**The problem**
From the first line to the last, transcribe the material exactly.

-------

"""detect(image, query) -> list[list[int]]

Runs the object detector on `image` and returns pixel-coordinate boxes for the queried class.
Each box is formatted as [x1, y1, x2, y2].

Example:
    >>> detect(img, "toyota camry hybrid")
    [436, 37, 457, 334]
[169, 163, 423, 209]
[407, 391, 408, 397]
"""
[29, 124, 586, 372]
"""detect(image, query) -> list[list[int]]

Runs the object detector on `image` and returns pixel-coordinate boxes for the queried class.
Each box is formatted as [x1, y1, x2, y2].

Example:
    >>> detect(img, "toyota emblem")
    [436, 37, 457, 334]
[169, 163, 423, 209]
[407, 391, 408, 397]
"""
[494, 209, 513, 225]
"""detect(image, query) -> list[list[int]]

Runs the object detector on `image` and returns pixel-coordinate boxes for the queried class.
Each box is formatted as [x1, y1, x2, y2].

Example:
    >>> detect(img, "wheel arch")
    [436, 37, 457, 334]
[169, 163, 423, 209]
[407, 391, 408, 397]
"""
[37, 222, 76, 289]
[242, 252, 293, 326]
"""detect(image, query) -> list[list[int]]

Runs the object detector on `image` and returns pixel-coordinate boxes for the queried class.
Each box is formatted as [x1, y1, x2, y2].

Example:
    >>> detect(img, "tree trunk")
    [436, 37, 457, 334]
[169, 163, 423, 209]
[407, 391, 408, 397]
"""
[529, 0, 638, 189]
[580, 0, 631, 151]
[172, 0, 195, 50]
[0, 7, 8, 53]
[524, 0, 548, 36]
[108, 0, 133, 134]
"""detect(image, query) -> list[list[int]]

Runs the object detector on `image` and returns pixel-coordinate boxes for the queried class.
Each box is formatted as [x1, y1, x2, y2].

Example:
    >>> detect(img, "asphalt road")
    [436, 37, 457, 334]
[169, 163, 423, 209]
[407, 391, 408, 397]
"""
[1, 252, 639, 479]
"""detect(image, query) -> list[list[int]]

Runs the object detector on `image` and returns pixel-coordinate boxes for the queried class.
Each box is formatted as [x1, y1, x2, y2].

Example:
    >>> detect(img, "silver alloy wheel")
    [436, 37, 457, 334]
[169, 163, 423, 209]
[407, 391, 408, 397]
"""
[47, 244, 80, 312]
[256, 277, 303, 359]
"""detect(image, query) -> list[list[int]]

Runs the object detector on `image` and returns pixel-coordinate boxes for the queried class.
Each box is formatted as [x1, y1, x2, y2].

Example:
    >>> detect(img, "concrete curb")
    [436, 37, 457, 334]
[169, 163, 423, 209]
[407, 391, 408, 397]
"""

-------

**Written solution**
"""detect(image, query) -> list[list[int]]

Runs the object detector on `image` and returns pixel-coordinate boxes for the queried class.
Each box is formatted as [x1, y1, x2, y2].

Example:
    >>> detect(img, "toyota camry hybrid")
    [436, 37, 457, 334]
[169, 163, 423, 209]
[407, 391, 408, 397]
"""
[29, 124, 586, 372]
"""detect(image, query) -> list[list[int]]

Runs the object detector on `image` and returns pixel-coordinate boxes for the queried class.
Each box is formatted as [x1, y1, x2, y2].

Example:
    >>> detect(img, "toyota emblem")
    [436, 37, 457, 334]
[169, 163, 423, 209]
[407, 391, 408, 397]
"""
[494, 209, 513, 225]
"""detect(image, query) -> list[list[int]]

Runs the object detector on `image` and returns pixel-coordinate boxes for the queried class.
Each box is formatted as [x1, y1, x2, y2].

Example:
    >>> detect(img, "wheel arch")
    [436, 37, 457, 334]
[169, 163, 423, 209]
[407, 391, 408, 397]
"""
[37, 222, 76, 289]
[242, 252, 293, 326]
"""detect(image, query) -> list[list[int]]

Runs the object detector on `image` and returns pixel-coordinate boxes for the queried class.
Each box is formatted as [x1, y1, x2, y2].

Example:
    >>> detect(img, "tree trunk")
    [436, 37, 457, 334]
[169, 163, 423, 209]
[407, 391, 408, 397]
"""
[529, 0, 638, 189]
[580, 0, 631, 151]
[172, 0, 195, 50]
[0, 7, 8, 53]
[524, 0, 548, 36]
[108, 0, 133, 134]
"""detect(image, query) -> list[list[int]]

Runs the object detector on `image` and returns pixel-coordinate boxes for the queried class.
Each box is formatted as [x1, y1, x2, y2].

Example:
    >>> detect(img, "asphalt road")
    [436, 37, 457, 334]
[169, 163, 423, 209]
[407, 391, 408, 397]
"""
[1, 252, 639, 479]
"""detect(image, query) -> list[list[int]]

Runs the object detector on `image` and returns pixel-coordinate boxes for the queried class.
Each box is formatted as [x1, y1, x2, y2].

Example:
    >>> detect(img, "silver alloy wheel")
    [436, 37, 457, 334]
[169, 163, 423, 209]
[407, 391, 408, 397]
"""
[47, 244, 80, 312]
[256, 277, 303, 359]
"""detect(image, query) -> list[list[int]]

Runs the object detector on `image` and returns pixel-coordinate boxes for the queried class.
Each box is formatted as [x1, y1, x2, y2].

Example:
    >>> detect(img, "concrete curb")
    [436, 37, 457, 334]
[169, 163, 423, 209]
[407, 391, 408, 397]
"""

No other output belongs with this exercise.